--- BEGIN Text to read ---
Skip to main content

a framework for ingesting, validating, canonicalizing, and adapting retrosynthesis model outputs to a unified benchmark standard.

Project description

RetroCast: A Unified Format for Multistep Retrosynthesis

isChemist Protocol v1.0.0 Ruff ty coverage

The Problem

Every multistep retrosynthesis model returns routes in a different format. AiZynthFinder uses bipartite molecule-reaction graphs. Retro* outputs precursor maps. DirectMultiStep produces recursive dictionaries. SynPlanner has its own schema. This fragmentation makes working with routes unnecessarily difficult.

The Solution

RetroCast provides:

  1. A canonical data model for retrosynthesis routes (schemas.py) - a simple, recursive Molecule/ReactionStep/Route structure that any model output can be cast into.

  2. Tested adapters for every major model - AiZynthFinder, Retro*, DirectMultiStep, SynPlanner, Syntheseus, ASKCOS, RetroChimera, DreamRetro, MultiStepTTL, SynLlama, PARoutes (14 adapters and counting).

  3. Reproducible infrastructure - UV-managed dependencies with conflict resolution, locked versions, and deterministic processing with cryptographic hashing.

  4. Curated evaluation sets - Subsets of the PaRoutes n=1 and n=5 test sets (100, 200, 500, 1k, 2k targets) designed to preserve statistical properties while enabling faster benchmarking.

Quick Start

Install

git clone https://github.com/ischemist/project-procrustes
cd project-procrustes

No need to manage virtual environments - UV handles everything.
--- END Text to read ---
Tasks to carry out –
A. In the RetroCast project description, what does Retro* output?
B. Pick up the RetroCast project description after its final sentence and continue writing it.
--- BEGIN Data listing ---
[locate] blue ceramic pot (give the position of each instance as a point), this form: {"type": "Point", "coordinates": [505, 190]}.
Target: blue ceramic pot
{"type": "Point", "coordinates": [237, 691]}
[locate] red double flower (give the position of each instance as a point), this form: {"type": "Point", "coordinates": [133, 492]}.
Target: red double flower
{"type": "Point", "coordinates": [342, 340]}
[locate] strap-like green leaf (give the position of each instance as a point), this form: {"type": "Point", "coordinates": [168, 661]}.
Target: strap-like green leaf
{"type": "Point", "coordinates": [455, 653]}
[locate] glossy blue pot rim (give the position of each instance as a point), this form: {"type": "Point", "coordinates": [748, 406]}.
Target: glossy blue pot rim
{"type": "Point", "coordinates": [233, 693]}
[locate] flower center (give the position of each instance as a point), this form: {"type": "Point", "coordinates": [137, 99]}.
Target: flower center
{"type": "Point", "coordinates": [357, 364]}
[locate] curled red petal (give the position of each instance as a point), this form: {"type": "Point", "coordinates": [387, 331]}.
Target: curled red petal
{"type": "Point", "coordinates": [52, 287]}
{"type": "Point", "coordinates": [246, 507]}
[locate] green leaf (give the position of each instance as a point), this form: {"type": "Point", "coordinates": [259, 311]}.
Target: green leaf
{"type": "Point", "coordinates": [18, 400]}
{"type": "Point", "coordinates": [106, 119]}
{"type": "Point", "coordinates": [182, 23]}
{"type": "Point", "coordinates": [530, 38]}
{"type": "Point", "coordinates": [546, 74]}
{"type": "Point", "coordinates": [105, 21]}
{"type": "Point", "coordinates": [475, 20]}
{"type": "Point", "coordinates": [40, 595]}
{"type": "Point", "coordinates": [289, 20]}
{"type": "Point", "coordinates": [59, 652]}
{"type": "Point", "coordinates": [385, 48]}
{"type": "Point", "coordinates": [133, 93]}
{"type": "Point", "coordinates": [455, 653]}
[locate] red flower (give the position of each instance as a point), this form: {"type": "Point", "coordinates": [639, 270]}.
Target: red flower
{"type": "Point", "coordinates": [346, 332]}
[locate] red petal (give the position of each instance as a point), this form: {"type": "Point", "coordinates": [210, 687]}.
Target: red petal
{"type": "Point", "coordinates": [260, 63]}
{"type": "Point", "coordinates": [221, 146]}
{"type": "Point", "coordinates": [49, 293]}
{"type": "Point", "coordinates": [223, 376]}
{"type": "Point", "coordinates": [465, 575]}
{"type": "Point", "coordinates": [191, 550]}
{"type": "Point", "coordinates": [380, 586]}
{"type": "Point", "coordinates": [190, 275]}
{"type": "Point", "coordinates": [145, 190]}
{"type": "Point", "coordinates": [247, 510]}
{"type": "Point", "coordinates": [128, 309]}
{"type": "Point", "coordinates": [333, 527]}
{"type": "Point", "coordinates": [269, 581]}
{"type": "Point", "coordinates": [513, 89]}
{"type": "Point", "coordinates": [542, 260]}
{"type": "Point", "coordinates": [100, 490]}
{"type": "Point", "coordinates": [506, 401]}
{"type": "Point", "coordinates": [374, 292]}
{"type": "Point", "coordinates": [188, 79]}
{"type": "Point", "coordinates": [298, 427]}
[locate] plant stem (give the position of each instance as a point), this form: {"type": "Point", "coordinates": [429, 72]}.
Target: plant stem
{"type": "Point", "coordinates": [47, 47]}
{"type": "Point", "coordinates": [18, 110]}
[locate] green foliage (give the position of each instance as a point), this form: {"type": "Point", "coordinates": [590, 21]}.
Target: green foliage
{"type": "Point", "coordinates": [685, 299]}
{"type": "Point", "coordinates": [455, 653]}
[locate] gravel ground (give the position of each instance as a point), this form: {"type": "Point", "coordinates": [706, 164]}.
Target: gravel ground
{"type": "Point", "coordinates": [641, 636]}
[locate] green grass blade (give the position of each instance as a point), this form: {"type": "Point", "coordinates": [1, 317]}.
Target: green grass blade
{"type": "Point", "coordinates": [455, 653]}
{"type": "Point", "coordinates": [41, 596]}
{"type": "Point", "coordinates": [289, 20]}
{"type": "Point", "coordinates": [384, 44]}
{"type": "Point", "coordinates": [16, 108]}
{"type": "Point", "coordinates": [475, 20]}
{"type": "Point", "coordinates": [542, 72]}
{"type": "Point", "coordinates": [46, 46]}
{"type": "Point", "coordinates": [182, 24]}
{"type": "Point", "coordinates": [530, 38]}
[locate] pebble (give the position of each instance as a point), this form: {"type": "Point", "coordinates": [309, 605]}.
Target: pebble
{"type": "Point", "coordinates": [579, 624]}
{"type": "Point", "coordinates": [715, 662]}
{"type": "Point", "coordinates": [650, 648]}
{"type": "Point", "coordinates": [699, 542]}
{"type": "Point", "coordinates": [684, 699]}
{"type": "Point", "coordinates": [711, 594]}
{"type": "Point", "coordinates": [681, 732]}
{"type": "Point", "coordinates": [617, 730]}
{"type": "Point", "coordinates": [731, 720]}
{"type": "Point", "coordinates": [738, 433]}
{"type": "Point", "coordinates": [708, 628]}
--- END Data listing ---
Per-task outputs –
A. Precursor maps.

B.
Run Any Model in Three Commands

Example: AiZynthFinder with MCTS

# 1. Download model assets (once)
uv run scripts/aizynthfinder/1-download-assets.py data/models/aizynthfinder

# 2. Prepare stock file (once)
uv run --extra aizyn scripts/aizynthfinder/2-prepare-stock.py \
    --files data/models/assets/retrocast-bb-stock-v3-canon.csv \
    --source plain \
    --output data/models/assets/retrocast-bb-stock-v3.hdf5 \
    --target hdf5

# 3. Run predictions
uv run --extra aizyn scripts/aizynthfinder/3-run-aizyn-mcts.py --target-name "uspto-190"

Example: DirectMultiStep

# 1. Download model checkpoint
bash scripts/directmultistep/1-download-assets.sh

# 2. Run predictions
uv run --extra dms --extra torch-gpu scripts/directmultistep/2-run-dms.py \
    --model-name "explorer-xl" \
    --use-fp16 \
    --target-name "uspto-190"

Each model follows the same pattern: numbered scripts in scripts/<model-name>/. UV automatically handles conflicting dependencies (PyTorch versions, NumPy pinning, etc.) via optional dependency groups.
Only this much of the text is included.